====== Input for this task ======

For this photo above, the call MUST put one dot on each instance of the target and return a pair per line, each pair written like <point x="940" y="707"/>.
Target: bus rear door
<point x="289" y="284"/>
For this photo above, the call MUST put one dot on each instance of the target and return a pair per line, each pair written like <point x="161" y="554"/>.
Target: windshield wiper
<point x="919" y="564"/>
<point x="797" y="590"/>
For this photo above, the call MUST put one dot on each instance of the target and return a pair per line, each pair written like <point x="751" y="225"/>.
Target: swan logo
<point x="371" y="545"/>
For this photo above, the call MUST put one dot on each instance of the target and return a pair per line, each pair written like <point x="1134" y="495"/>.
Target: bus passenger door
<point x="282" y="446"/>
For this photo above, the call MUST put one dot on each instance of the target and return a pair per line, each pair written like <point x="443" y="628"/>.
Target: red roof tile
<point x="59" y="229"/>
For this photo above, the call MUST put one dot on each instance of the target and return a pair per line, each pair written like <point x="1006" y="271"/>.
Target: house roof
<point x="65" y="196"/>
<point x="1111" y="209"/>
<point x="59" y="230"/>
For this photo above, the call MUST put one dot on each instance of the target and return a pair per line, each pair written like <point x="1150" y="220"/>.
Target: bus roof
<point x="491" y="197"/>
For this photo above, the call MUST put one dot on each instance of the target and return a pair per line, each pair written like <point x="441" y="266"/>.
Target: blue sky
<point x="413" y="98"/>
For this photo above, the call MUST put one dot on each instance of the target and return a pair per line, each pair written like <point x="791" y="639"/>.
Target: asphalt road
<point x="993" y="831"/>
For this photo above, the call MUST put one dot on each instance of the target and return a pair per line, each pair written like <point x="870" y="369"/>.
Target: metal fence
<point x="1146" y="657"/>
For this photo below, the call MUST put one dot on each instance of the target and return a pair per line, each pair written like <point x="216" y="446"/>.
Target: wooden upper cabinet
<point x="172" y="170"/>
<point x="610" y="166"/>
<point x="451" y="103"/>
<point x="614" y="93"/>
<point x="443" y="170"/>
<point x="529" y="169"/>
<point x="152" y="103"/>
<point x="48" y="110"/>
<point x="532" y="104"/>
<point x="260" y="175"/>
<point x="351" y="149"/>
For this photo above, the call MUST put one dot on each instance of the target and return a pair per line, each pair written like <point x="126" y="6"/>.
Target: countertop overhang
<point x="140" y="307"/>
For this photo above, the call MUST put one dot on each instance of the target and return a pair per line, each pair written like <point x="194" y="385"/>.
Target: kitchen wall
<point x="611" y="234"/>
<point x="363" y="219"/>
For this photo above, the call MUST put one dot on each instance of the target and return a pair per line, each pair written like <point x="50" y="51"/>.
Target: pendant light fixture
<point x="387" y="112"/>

======

Exercise details: Please retype all of the data above exactly as written.

Task output:
For this photo above, the call MUST put one dot on each instance of the target and return a pair per line, each pair written like <point x="940" y="707"/>.
Target: bus rear door
<point x="289" y="284"/>
For this photo above, the call MUST put one dot on each instance of the target and return a pair per line, each pair written like <point x="161" y="554"/>.
Target: windshield wiper
<point x="919" y="564"/>
<point x="797" y="590"/>
For this photo above, the call MUST put one dot on each instance of the target and return a pair per line, each pair written like <point x="751" y="225"/>.
Target: swan logo
<point x="371" y="545"/>
For this photo above, the call MUST put one dot on each instance of the target and return a pair per line, each pair written like <point x="1134" y="495"/>.
Target: bus passenger door
<point x="282" y="446"/>
For this photo above, the call MUST put one dot on each instance of the target and return a pair per line, each pair written like <point x="443" y="628"/>.
Target: red roof tile
<point x="59" y="229"/>
For this photo above, the call MUST put one dot on each instance of the target and return a pair per line, each pair written like <point x="1006" y="271"/>.
Target: house roof
<point x="65" y="196"/>
<point x="1111" y="209"/>
<point x="59" y="230"/>
For this photo above, the call MUST put one dot on each instance of the target and return a pair per line, each pair written like <point x="1150" y="220"/>.
Target: bus roof
<point x="491" y="197"/>
For this photo above, the call MUST put one dot on each instance of the target and return a pair per line, each pair written like <point x="441" y="266"/>.
Target: blue sky
<point x="413" y="98"/>
For this photo above, the call MUST put one dot on each instance of the target and return a pair per line, each pair written like <point x="791" y="639"/>.
Target: asphalt road
<point x="993" y="831"/>
For this photo above, the call MUST put one dot on each instance of the target and return a pair per line, each pair written like <point x="870" y="369"/>.
Target: metal fence
<point x="1146" y="657"/>
For this photo below, the call MUST put one dot on each instance of the target and return a pair per line, each pair written like <point x="216" y="446"/>.
Target: wooden upper cabinet
<point x="172" y="170"/>
<point x="610" y="166"/>
<point x="451" y="103"/>
<point x="614" y="93"/>
<point x="443" y="170"/>
<point x="529" y="169"/>
<point x="152" y="103"/>
<point x="48" y="110"/>
<point x="532" y="104"/>
<point x="260" y="175"/>
<point x="351" y="149"/>
For this photo above, the call MUST put one dot on each instance of the target and return a pair per line, each pair written like <point x="126" y="6"/>.
Target: countertop overhang
<point x="140" y="307"/>
For this photo above, the call MUST put one dot on each instance of the target and return a pair per line, each pair written like <point x="194" y="385"/>.
Target: kitchen wall
<point x="611" y="234"/>
<point x="363" y="219"/>
For this photo above, the call MUST put one dot on each instance of the target and return a pair per line, each pair written like <point x="50" y="51"/>.
Target: pendant light fixture
<point x="387" y="112"/>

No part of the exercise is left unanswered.